(Stored data)
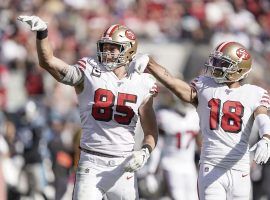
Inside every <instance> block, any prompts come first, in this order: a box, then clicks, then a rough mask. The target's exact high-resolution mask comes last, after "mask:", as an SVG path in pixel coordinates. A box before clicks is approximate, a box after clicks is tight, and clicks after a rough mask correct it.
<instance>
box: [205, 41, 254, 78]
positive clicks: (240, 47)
mask: <svg viewBox="0 0 270 200" xmlns="http://www.w3.org/2000/svg"><path fill="white" fill-rule="evenodd" d="M251 64H252V58H251V55H250V53H249V52H248V50H247V49H246V48H245V47H244V46H243V45H241V44H239V43H237V42H223V43H221V44H219V45H218V46H217V47H216V48H215V50H214V51H213V52H212V53H211V54H210V56H209V60H208V62H207V63H206V64H205V66H206V67H207V68H206V74H207V75H209V76H210V77H212V78H214V79H215V81H216V82H217V83H225V82H237V81H240V80H241V79H243V78H245V77H246V76H247V75H248V73H249V72H250V71H251Z"/></svg>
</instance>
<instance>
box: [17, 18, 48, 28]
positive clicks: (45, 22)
mask: <svg viewBox="0 0 270 200" xmlns="http://www.w3.org/2000/svg"><path fill="white" fill-rule="evenodd" d="M17 19H18V20H19V21H21V22H23V23H27V24H28V25H29V26H30V29H31V31H44V30H46V29H47V28H48V27H47V24H46V22H44V21H43V20H42V19H40V18H39V17H38V16H23V15H21V16H19V17H18V18H17Z"/></svg>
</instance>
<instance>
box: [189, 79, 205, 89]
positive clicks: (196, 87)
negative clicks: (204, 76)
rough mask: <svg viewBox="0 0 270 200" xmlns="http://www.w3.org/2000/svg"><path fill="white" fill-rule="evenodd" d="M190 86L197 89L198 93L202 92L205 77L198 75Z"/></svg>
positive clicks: (193, 79) (195, 88) (191, 81)
mask: <svg viewBox="0 0 270 200" xmlns="http://www.w3.org/2000/svg"><path fill="white" fill-rule="evenodd" d="M190 87H191V88H193V89H194V90H196V92H197V93H199V92H201V90H202V88H203V77H202V76H198V77H196V78H194V79H193V80H192V81H191V82H190Z"/></svg>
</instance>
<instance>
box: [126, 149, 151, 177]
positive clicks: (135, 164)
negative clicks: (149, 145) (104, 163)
mask: <svg viewBox="0 0 270 200" xmlns="http://www.w3.org/2000/svg"><path fill="white" fill-rule="evenodd" d="M149 157H150V152H149V150H148V149H147V148H142V149H141V150H139V151H134V152H133V154H132V155H131V156H130V158H129V161H128V162H127V163H126V165H125V167H124V168H125V171H126V172H135V171H137V170H138V169H140V168H142V167H143V166H144V165H145V163H146V162H147V160H148V158H149Z"/></svg>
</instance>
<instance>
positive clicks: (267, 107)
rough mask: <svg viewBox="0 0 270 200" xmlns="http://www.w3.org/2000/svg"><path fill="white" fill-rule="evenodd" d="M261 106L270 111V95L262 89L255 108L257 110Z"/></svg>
mask: <svg viewBox="0 0 270 200" xmlns="http://www.w3.org/2000/svg"><path fill="white" fill-rule="evenodd" d="M259 106H264V107H266V108H267V110H270V97H269V93H268V92H267V91H266V90H264V89H262V88H260V90H259V95H258V100H257V102H256V105H255V108H257V107H259Z"/></svg>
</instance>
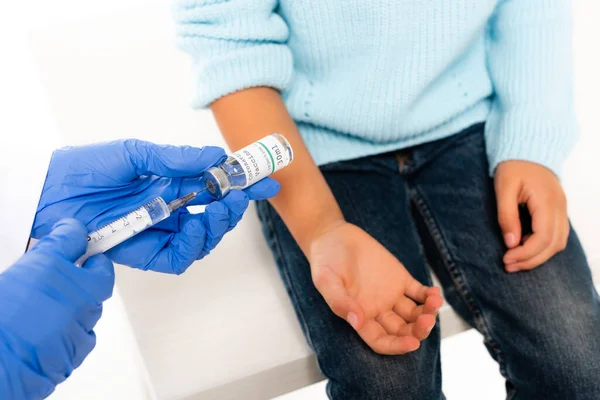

What you need to do -> Without including any images, output the data exactly as given.

Solution for this task ->
Inside every <instance> block, any prompts come first, in this order: a box, then clicks, then a rough mask. The target's exact high-resolution mask comes last, after "mask:", as an SVG path in pixel coordinates. A box before clicks is approximate, a box after clicks is tight, and clicks after a rough mask correct it.
<instance>
box: [205, 41, 254, 78]
positive clicks: (240, 47)
mask: <svg viewBox="0 0 270 200" xmlns="http://www.w3.org/2000/svg"><path fill="white" fill-rule="evenodd" d="M251 64H252V58H251V55H250V53H249V52H248V50H247V49H246V48H245V47H244V46H243V45H241V44H239V43H237V42H223V43H221V44H219V45H218V46H217V47H216V48H215V50H214V51H213V52H212V53H211V54H210V56H209V60H208V62H207V63H206V64H205V66H206V67H207V68H206V74H207V75H209V76H210V77H212V78H214V79H215V81H216V82H217V83H225V82H237V81H240V80H241V79H243V78H245V77H246V76H247V75H248V73H249V72H250V71H251Z"/></svg>
</instance>
<instance>
box: [17, 18, 48, 28]
positive clicks: (45, 22)
mask: <svg viewBox="0 0 270 200" xmlns="http://www.w3.org/2000/svg"><path fill="white" fill-rule="evenodd" d="M17 19H18V20H19V21H21V22H23V23H27V24H28V25H29V26H30V29H31V31H44V30H46V29H47V28H48V27H47V24H46V22H44V21H43V20H42V19H40V18H39V17H38V16H23V15H21V16H19V17H18V18H17Z"/></svg>
</instance>
<instance>
box: [189, 79, 205, 89]
positive clicks: (196, 87)
negative clicks: (204, 76)
rough mask: <svg viewBox="0 0 270 200" xmlns="http://www.w3.org/2000/svg"><path fill="white" fill-rule="evenodd" d="M190 86L197 89L198 93L202 92L205 77L198 75Z"/></svg>
positive clicks: (193, 79) (195, 88) (191, 81)
mask: <svg viewBox="0 0 270 200" xmlns="http://www.w3.org/2000/svg"><path fill="white" fill-rule="evenodd" d="M190 87H191V88H193V89H194V90H196V92H197V93H199V92H201V90H202V88H203V77H202V76H198V77H196V78H194V79H193V80H192V81H191V82H190Z"/></svg>
</instance>
<instance>
box: [126, 149, 151, 177]
positive clicks: (135, 164)
negative clicks: (149, 145) (104, 163)
mask: <svg viewBox="0 0 270 200" xmlns="http://www.w3.org/2000/svg"><path fill="white" fill-rule="evenodd" d="M149 157H150V152H149V150H148V149H147V148H142V149H141V150H139V151H134V152H133V154H132V155H131V156H130V158H129V161H128V162H127V163H126V165H125V167H124V168H125V171H126V172H135V171H137V170H138V169H140V168H142V167H143V166H144V165H145V163H146V162H147V160H148V158H149Z"/></svg>
</instance>
<instance>
positive clicks: (267, 107)
rough mask: <svg viewBox="0 0 270 200" xmlns="http://www.w3.org/2000/svg"><path fill="white" fill-rule="evenodd" d="M261 106L270 111V95L262 89L255 108L257 110Z"/></svg>
mask: <svg viewBox="0 0 270 200" xmlns="http://www.w3.org/2000/svg"><path fill="white" fill-rule="evenodd" d="M259 106H264V107H266V108H267V110H270V97H269V93H268V92H267V91H266V90H264V89H262V88H260V90H259V95H258V100H257V102H256V105H255V108H257V107H259Z"/></svg>
</instance>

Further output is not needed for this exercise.